--- BEGIN Data supplied ---

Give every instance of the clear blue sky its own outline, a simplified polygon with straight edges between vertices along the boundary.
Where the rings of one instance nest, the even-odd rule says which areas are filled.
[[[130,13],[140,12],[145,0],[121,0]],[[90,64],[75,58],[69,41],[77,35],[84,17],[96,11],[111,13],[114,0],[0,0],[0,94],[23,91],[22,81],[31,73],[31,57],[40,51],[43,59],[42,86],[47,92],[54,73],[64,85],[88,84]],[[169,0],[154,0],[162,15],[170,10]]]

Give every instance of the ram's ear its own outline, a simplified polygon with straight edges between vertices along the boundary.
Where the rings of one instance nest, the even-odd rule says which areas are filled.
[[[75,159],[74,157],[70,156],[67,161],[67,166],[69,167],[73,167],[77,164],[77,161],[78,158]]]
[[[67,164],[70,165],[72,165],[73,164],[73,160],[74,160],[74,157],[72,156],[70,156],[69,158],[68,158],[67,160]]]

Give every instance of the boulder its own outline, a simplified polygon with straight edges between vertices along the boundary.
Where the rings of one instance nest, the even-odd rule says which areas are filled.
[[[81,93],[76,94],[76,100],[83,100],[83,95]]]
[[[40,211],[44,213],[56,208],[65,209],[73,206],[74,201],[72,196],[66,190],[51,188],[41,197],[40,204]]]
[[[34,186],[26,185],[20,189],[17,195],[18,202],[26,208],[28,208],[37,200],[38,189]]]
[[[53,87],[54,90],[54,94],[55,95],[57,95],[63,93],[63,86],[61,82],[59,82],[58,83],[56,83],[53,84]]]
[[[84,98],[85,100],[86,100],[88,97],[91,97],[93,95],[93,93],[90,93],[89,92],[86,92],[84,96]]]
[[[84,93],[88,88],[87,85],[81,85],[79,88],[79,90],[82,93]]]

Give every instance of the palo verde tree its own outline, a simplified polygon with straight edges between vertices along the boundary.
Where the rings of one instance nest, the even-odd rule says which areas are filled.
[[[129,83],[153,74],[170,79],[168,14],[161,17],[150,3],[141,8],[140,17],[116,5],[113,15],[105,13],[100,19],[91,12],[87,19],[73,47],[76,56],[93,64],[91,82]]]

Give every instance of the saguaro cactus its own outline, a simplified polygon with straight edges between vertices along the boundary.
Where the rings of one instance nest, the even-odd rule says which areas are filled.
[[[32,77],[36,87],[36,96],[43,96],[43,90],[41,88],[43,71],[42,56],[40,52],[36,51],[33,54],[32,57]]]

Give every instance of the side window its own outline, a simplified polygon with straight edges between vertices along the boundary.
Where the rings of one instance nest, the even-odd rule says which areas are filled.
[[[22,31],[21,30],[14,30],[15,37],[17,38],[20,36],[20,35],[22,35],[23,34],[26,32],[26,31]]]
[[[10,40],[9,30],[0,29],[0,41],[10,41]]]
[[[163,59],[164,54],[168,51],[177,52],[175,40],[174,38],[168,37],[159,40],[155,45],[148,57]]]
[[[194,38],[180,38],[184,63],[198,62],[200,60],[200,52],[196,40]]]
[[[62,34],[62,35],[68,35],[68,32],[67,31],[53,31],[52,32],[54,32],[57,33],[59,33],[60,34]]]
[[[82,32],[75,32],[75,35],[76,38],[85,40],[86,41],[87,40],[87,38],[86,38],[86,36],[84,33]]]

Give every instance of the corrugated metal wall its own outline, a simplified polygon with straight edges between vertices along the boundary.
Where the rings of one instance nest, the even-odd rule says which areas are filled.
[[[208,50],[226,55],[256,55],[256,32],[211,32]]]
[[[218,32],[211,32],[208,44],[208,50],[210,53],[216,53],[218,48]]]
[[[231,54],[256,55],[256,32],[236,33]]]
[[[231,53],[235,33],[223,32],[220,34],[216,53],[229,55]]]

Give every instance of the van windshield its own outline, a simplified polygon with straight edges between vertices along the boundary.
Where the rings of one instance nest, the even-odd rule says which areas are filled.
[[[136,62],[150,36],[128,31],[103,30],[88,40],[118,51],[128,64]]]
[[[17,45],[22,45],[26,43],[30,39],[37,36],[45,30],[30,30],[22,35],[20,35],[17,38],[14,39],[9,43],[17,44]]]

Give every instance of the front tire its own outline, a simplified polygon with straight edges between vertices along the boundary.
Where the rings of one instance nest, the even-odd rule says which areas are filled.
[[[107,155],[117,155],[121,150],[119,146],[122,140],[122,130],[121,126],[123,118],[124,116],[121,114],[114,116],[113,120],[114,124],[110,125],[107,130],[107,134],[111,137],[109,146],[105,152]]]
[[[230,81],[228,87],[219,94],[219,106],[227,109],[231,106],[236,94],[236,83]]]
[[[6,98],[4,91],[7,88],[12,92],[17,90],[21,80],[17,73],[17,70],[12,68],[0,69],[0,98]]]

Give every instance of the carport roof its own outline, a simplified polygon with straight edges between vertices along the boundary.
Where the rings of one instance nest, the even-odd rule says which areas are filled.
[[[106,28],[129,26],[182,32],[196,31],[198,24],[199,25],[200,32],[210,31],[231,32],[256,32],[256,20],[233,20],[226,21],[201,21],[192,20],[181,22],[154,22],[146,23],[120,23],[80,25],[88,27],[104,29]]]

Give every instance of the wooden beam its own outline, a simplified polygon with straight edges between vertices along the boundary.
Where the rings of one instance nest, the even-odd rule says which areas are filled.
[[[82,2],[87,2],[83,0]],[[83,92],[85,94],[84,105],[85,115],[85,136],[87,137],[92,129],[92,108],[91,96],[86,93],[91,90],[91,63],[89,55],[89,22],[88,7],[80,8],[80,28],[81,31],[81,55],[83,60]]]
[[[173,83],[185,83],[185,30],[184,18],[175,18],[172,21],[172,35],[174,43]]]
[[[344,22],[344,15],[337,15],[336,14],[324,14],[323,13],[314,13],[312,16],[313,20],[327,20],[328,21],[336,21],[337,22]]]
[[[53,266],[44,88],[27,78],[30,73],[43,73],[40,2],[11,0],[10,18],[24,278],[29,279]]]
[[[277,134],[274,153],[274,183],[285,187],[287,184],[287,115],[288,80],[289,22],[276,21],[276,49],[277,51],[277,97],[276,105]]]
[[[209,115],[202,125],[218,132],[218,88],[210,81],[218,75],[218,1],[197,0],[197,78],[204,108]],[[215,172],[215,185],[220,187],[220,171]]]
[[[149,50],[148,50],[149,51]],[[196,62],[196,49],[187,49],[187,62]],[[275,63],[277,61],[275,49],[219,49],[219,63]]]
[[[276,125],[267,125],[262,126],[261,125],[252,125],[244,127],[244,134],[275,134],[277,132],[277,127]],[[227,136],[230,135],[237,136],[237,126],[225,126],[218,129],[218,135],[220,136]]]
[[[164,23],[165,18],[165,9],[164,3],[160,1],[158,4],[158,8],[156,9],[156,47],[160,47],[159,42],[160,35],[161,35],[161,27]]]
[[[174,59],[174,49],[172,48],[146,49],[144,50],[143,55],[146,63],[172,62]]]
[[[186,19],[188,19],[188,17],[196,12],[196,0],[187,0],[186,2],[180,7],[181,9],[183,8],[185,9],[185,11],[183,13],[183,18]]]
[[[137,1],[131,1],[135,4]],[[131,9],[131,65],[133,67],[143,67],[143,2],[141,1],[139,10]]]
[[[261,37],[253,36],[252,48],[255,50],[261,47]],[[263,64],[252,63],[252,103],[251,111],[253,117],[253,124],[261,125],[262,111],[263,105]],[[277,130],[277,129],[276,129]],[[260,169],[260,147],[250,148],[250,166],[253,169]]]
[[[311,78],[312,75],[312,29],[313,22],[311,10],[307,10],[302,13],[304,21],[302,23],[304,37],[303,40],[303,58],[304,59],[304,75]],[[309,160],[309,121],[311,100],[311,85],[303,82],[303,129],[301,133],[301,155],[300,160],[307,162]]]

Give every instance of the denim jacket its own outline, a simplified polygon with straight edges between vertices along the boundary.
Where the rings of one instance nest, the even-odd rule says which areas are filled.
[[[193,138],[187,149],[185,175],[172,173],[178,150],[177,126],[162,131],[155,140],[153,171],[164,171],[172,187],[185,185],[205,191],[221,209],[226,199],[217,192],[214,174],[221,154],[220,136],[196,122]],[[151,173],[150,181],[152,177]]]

--- END Data supplied ---

Aim >>
Please quote exactly the lines from the one containing "Give every instance of the denim" through the last line of the records above, both included, and nothing else.

Task output >>
Give every instance of the denim jacket its own outline, a simplified polygon with straight edges between vertices along the boundary.
Where the rings of one instance nest, the even-odd rule says which areas are filled.
[[[193,138],[187,149],[185,175],[172,173],[178,150],[177,126],[162,131],[155,140],[153,171],[164,171],[172,187],[185,185],[205,191],[221,209],[226,199],[217,192],[214,174],[221,154],[220,136],[196,122]],[[151,173],[150,181],[152,177]]]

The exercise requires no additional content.